--- Given information ---

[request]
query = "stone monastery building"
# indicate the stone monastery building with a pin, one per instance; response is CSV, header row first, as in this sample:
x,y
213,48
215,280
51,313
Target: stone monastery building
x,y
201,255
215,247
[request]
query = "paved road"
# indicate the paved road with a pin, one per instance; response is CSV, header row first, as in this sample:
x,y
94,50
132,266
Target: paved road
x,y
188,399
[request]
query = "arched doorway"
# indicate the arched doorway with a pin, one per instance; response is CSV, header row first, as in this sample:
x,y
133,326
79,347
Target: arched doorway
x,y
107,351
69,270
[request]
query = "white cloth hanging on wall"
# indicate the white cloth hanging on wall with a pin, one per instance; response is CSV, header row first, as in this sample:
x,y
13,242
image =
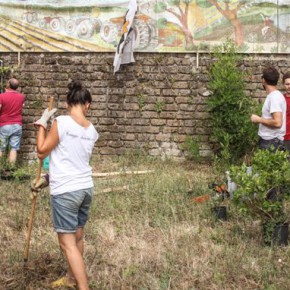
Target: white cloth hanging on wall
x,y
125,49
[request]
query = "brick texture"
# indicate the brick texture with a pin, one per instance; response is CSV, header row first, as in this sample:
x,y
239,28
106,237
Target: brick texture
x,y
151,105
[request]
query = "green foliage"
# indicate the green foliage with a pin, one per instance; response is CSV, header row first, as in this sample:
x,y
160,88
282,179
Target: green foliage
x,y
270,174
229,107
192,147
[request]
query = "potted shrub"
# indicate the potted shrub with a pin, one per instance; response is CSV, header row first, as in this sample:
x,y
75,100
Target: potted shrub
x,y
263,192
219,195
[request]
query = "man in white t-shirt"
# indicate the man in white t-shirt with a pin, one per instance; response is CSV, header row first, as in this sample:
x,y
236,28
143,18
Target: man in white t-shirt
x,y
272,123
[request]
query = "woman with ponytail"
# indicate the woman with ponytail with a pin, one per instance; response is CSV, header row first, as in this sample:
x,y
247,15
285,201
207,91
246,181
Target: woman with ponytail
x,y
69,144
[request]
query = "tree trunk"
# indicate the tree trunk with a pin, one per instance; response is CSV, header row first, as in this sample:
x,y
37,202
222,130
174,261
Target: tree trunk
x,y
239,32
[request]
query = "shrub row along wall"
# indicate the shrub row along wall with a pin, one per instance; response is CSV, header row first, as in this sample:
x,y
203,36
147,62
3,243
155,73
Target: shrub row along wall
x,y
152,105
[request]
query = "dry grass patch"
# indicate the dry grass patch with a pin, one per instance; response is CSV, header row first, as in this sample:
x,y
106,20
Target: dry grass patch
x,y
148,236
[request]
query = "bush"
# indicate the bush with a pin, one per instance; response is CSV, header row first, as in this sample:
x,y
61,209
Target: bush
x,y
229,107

---
--- Given information ---

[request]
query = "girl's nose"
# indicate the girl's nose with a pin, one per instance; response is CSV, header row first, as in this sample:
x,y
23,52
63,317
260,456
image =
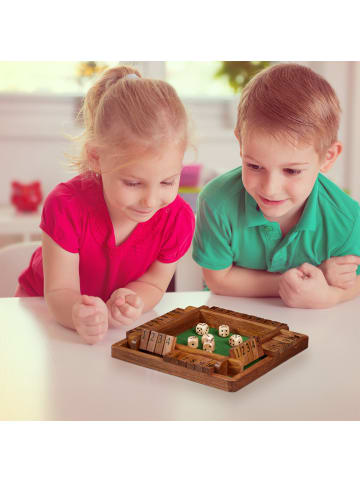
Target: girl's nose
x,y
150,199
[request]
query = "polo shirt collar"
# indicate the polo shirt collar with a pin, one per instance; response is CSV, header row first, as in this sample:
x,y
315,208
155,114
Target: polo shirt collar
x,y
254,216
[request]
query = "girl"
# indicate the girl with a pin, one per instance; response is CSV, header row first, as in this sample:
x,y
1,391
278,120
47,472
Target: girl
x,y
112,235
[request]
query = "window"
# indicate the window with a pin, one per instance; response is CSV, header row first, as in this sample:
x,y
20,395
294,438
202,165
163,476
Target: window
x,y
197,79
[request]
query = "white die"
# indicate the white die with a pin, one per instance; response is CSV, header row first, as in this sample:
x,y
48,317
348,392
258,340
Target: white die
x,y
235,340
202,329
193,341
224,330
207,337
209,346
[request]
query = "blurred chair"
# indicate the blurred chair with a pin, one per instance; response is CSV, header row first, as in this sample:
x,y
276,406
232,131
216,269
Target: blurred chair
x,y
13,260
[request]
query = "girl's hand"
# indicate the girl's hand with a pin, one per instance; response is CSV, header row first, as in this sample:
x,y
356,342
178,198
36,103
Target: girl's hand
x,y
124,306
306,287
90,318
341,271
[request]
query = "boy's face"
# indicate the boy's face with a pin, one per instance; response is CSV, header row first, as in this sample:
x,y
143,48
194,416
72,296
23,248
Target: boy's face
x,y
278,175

---
--- Given information ---

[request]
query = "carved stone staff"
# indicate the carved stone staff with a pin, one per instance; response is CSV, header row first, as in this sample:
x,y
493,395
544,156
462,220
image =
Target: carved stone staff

---

Each line of the material that has the word "carved" belongs in the answer.

**Solution**
query = "carved stone staff"
# indicate the carved stone staff with a pin, one per instance; response is CSV, header row first, as in this sample:
Target: carved stone staff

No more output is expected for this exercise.